RECORD EXCERPTS -
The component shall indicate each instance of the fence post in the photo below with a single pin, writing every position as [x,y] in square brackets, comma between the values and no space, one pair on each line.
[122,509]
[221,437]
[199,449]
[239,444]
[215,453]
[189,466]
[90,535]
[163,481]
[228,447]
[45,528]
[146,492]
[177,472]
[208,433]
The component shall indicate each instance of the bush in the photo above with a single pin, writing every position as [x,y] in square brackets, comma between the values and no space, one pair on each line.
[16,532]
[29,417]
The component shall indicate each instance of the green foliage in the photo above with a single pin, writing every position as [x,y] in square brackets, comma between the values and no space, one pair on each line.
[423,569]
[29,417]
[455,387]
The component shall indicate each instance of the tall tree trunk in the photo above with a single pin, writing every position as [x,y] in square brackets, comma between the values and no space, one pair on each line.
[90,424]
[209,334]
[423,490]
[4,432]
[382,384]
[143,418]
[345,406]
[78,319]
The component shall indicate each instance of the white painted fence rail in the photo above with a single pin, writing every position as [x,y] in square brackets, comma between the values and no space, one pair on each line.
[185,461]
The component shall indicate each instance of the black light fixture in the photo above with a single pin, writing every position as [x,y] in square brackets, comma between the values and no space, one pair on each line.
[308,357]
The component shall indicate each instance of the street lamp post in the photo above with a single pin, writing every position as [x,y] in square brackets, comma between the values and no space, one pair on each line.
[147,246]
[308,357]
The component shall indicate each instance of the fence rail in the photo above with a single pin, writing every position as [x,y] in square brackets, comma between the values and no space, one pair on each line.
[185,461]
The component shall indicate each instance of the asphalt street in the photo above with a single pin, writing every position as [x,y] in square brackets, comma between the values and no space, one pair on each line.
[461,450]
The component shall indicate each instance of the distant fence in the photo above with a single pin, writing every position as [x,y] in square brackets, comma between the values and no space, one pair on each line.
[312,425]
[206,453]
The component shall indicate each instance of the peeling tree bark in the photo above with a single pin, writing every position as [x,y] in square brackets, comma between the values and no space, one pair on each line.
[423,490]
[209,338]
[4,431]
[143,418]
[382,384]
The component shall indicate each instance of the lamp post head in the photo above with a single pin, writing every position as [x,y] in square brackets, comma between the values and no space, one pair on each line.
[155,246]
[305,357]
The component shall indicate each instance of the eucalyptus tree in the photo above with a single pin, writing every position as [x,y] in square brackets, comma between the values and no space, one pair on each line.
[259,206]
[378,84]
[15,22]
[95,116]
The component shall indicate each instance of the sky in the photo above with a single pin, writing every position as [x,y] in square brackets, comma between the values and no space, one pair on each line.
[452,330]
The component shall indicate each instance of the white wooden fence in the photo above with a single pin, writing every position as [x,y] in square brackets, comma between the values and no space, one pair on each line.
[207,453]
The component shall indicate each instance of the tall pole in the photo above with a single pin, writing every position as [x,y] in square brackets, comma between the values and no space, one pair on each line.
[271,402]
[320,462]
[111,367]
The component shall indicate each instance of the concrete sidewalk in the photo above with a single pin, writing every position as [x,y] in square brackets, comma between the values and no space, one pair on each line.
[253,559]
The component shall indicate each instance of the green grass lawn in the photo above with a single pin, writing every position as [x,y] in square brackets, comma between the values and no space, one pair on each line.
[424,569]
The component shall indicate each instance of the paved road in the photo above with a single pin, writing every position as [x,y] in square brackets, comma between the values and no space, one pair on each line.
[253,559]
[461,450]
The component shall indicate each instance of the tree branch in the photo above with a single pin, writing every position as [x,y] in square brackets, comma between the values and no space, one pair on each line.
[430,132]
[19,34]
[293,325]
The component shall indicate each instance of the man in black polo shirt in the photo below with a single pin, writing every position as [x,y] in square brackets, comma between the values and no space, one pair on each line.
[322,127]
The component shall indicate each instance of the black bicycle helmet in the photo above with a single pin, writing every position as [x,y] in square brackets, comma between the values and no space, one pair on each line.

YOUR OBJECTIVE - Whatever appears in the material must be set down again, word for word.

ANSWER SPACE -
The component shall indicate each instance of the fence post in the photo below with a single pin, writing every position as [x,y] in square brackets, comma between the values and no space, one pair on each line.
[122,509]
[221,437]
[199,449]
[239,444]
[215,453]
[189,466]
[90,535]
[163,481]
[228,447]
[45,528]
[146,492]
[177,472]
[208,433]
The component shall indicate each instance of the bush in the photo above with a single pin, writing every position as [x,y] in square brackets, comma between the values and no space, one pair on each line.
[16,532]
[29,417]
The component shall indicate each instance of the green foliage in the photo above with a single pin, writing every position as [x,y] in square brackets, comma between the values and no space, one pair on each line.
[423,569]
[29,417]
[455,387]
The component shall indicate each instance of the tall tree trunk in the photo above with a single pin, writing every position as [x,y] in square brackets, comma between the values and no space, one pair on each line.
[90,424]
[209,334]
[423,490]
[4,432]
[382,384]
[143,418]
[345,406]
[78,319]
The component shall indicate each instance of the white painted fence rail in the photo above with a single pin, writing every position as [x,y] in square brackets, comma between the values and no space, one pair on each line.
[185,461]
The component shall indicate each instance of the black light fixture in the photo above with a single pin, writing every position as [x,y] in square brackets, comma between the values and no space, one pair on each line.
[308,357]
The component shall indicate each instance of the street lamp post in the photo above with a single pin, writing every position as [x,y] in square brackets, comma between the values and no space, one pair on each line.
[147,246]
[308,357]
The component shall indicate each instance of the fence rail in the photo above with a single pin, writing every position as [x,y] in square brackets, comma between the values and no space, one pair on each line.
[185,461]
The component shall indicate each instance of the asphalt street in the photo above with a single pin, writing every position as [x,y] in square brackets, comma between the values and no space, one pair on each line.
[461,450]
The component shall indicate each instance of the distant fence in the photo above with a single pin, writing every position as [x,y] in square brackets, comma between the values and no space, one pair on each line.
[312,425]
[206,453]
The component shall indicate each instance of the peeling tree bark in the photo above with a single pin, writing every position as [x,y] in square brackets, comma between the values and no space, one pair on each line.
[423,490]
[209,338]
[4,431]
[143,418]
[382,384]
The component shall indicate each instance of the lamp post head in the photo above with a single pin, writing every position as [x,y] in square brackets, comma between the values and no space, one pair on each line.
[155,246]
[305,357]
The component shall indicate each instance of the eucalyptus tree in the photo above with a single pin, writing every position as [x,y] in square brackets, comma between the values and no space, one pair on each line.
[259,206]
[378,84]
[15,22]
[95,116]
The component shall indicate each instance of the sky in the photo above with a single pin, writing every position as [x,y] in square brackets, comma between the values and no space, one pair on each line.
[452,330]
The component shall indicate each instance of the white wooden fence in the photo above with a single pin, writing every position as [x,y] in square brackets, comma between the values and no space, one pair on each line.
[207,453]
The component shall indicate each instance of the tall pole in the photo above with a single pin, writing every position as [x,y] in square brackets, comma between the values and no space, one pair on each line.
[271,402]
[320,462]
[111,367]
The component shall indicate each instance of the concrete sidewalk in the photo above with a single pin, writing every position as [x,y] in square brackets, comma between the values and no space, one pair on each line.
[253,559]
The component shall indicate each instance of the green grass lawn in the photo above with a single pin, writing every position as [x,y] in square brackets, comma between the values and no space, one pair on each line.
[424,569]
The component shall indicate each instance of the paved road in the photo above with a single pin, writing every position as [x,y] in square brackets, comma between the values and no space, one pair on each line.
[253,559]
[461,450]
The component shall indicate each instance of the tree branch in the photo above with a single pin, writing every position as [x,y] in square brackets, comma between the values and no space, one pair on each line.
[430,132]
[19,34]
[293,325]
The component shall indicate each instance of the man in black polo shirt in the photo below with a single pin, writing every position as [x,y] in square brackets, comma between the values and no space, one pair on each line.
[322,127]
The component shall indicate each instance of the black bicycle helmet in the photo above with a single pin, writing every position as [x,y] in square brackets, comma between the values and no space, one pair on each line.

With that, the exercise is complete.